Not all basins face comparable impediments to midstream and downstream development. A number of LNG, petrochemical complexes, cracker facilities and refineries are in various stages of planning and/or development on the Gulf Coast of Texas and Louisiana. The Gulf Coast will be positioned to supply the LNG and other hydrocarbons needed to satisfy global demand. Thus, unless the Appalachian Basin gets access to additional demand domestically or abroad, its growth prospects will be constrained.

Alternative development options and operating capital sources are growing

The oil and gas business is capital intensive. Publicly trading companies access capital via public debt and equity markets. Smaller, independent oil and gas producers have to rely on traditional forms of debt and equity. Following the latest wave of oil and gas bankruptcies, many institutions have changed the manner in which they are willing to deploy capital. Rather than extending credit in traditional forms, many capital providers now provide capital in exchange for the right to gas production or their corresponding revenue streams. These funding vehicles come in a variety of forms including:

  • Drillcos – these are drilling joint venture arrangements where an investor provides an agreed amount of capital for the development of a specific well or wells in exchange for a working interest in the wells. Once the capital and the investment return are achieved, some or all of the working interest held by the investor can revert to the producer.
  • Overriding royalty interests (ORRI) – these are investment vehicles where the investor provides an agreed amount of capital in exchange for a minority, non-operating interest in the production from one or more wells. The investor receives a return on its investment from production. Some or all of the ORRI may revert to the producer once the investor’s desired return on investment is achieved.
  • Prepaid gas sales – these are purchase transactions where an investor purchases certain advance quantities of gas from a producer. The investor is entitled to market the purchased production and retain the proceeds or receive the proceeds from a sale by the producer on the investor’s behalf. Once the investor is repaid its capital with a return, the prepaid gas sale transaction is complete.

WRITTEN TASK 1 - Pick out every line in the listing below that contains the word "black", and copy each of those lines.

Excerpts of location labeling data
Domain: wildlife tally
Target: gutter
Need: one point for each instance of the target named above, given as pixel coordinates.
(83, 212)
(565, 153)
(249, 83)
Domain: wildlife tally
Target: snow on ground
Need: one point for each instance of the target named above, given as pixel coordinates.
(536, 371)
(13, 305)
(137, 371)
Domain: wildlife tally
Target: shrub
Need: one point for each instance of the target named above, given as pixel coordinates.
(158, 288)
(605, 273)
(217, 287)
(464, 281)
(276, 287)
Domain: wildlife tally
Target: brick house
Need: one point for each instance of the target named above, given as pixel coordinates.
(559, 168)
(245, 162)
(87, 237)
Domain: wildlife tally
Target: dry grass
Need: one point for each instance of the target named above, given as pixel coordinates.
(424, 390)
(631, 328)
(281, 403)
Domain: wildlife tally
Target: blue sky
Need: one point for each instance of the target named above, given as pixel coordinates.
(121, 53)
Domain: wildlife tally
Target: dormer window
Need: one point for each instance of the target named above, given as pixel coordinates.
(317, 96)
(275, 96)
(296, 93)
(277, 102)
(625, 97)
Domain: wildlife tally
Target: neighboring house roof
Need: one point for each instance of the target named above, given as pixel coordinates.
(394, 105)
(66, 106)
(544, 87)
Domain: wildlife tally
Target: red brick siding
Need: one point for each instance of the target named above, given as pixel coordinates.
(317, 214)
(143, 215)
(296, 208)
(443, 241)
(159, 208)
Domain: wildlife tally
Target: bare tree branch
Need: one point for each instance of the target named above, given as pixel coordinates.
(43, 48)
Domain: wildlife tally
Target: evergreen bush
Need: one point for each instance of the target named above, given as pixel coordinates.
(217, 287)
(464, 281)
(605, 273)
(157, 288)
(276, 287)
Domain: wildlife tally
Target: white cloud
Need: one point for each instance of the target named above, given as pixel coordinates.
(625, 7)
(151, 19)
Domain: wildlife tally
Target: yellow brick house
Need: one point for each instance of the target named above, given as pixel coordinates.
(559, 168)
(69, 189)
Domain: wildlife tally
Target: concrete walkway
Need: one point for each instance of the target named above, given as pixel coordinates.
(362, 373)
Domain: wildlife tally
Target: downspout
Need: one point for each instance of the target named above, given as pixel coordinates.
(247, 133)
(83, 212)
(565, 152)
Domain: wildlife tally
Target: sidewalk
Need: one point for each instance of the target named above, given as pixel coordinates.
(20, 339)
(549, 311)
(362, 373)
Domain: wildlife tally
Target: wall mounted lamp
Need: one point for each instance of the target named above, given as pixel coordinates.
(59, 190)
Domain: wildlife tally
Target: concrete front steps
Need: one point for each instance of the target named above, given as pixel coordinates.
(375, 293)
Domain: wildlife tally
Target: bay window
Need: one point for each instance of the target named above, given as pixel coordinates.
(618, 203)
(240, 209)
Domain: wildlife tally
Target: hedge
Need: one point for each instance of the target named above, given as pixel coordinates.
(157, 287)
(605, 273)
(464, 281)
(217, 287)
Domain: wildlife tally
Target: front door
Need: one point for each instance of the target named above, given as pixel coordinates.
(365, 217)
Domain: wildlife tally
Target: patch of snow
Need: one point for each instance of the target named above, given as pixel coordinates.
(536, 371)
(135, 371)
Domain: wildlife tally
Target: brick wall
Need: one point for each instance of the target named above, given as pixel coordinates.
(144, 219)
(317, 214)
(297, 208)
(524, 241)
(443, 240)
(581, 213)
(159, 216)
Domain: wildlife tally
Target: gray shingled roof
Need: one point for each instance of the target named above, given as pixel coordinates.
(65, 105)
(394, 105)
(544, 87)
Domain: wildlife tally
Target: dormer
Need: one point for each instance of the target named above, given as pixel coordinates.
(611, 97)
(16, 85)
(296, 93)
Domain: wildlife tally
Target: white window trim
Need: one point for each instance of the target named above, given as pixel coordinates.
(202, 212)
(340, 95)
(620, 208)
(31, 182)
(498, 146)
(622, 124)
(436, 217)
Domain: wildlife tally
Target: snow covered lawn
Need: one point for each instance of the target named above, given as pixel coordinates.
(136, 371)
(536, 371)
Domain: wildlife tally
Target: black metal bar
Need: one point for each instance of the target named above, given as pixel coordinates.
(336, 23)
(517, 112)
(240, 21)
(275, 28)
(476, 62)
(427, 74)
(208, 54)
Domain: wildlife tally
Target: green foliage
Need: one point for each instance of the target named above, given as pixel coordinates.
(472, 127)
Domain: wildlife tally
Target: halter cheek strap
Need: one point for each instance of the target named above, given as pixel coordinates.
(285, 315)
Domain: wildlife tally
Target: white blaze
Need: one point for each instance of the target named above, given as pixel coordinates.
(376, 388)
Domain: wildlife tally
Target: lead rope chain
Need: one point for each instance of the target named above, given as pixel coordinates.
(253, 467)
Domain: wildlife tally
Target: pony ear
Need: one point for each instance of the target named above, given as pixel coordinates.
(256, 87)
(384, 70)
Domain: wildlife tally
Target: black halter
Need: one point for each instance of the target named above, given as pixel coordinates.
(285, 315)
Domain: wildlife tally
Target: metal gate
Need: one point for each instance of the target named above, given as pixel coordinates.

WRITTEN TASK 2 - Write the next part of the passage on oil and gas development and financing shown above, starting right after its last sentence.

EXERCISE OUTPUT 1 -
Target: black metal bar
Target: black halter

EXERCISE OUTPUT 2 -
  • Asset-backed securities (ABS) – these are investment instruments sold to investors in offerings using promissory notes issued by a special purpose vehicle that are backed by the wellbores and production from the wellbores. ABS investors minimise their risk by having the securities investment graded and backstopped by mortgages on the wellbores.
  • Volumetric production payments (VPPs) – these are non-operating and non-expense bearing royalty interests in a producer’s leases and wells. The VPP investor makes an upfront payment in exchange for a specified volume of production. VPPs are typically structured for tax-efficient treatment for the producer and the investor.
  • Farmounts – these are transactions whereby the owner of oil and gas conveys certain development rights to a third party in exchange for an upfront or deferred payment. Companies are willing to farm out oil and gas properties if they do not have the capital to develop the acreage or if it is no longer part of their core development position but they would like to retain some economic benefits from the development.

Big projects are happening but need help (sometimes a lot)

The Appalachian Basin is a paradox of sorts. On the one hand, it contains a world-class resource that is within a few hundred miles of the majority of the US population. The Marcellus-Utica could provide an abundant, domestic source of inexpensive fuel for decades. On the other hand, there are vocal constituencies and interest groups operating in the region that oppose new fossil fuel projects even if the development is displacing higher-carbon emissions. The legal challenges and political pressure raised by opponents can delay projects for extended periods or indefinitely. If uncertainty over obtaining permits or approvals for a project is created, companies will have difficulty predicting if and/or when a project will be approved, much less put into service. This uncertainty can make informed investment decisions difficult.

This is not to say that significant projects are not being developed. In 2014, the Mountain Valley Pipeline (MVP) was proposed as a USD3.5 billion, 300 mile, 2 Bcf/day pipeline traversing Northwestern West Virginia to Southern Virginia. The MVP encountered aggressive, organised and well-funded opposition. Several of the MVP’s permits and approvals faced repeated legal challenges, which ultimately ended up in front of the US Supreme Court. These challenges delayed the completion date for years. In June 2023, as part of the US debt ceiling suspension approval by Congress, Democratic Party Senator Manchin of West Virginia secured the final federal permits needed for the pipeline to proceed to completion. Thus, while additional legal challenges are possible, it took an act of Congress for the project to proceed, and the updated cost estimate for the pipeline is now USD6.6B.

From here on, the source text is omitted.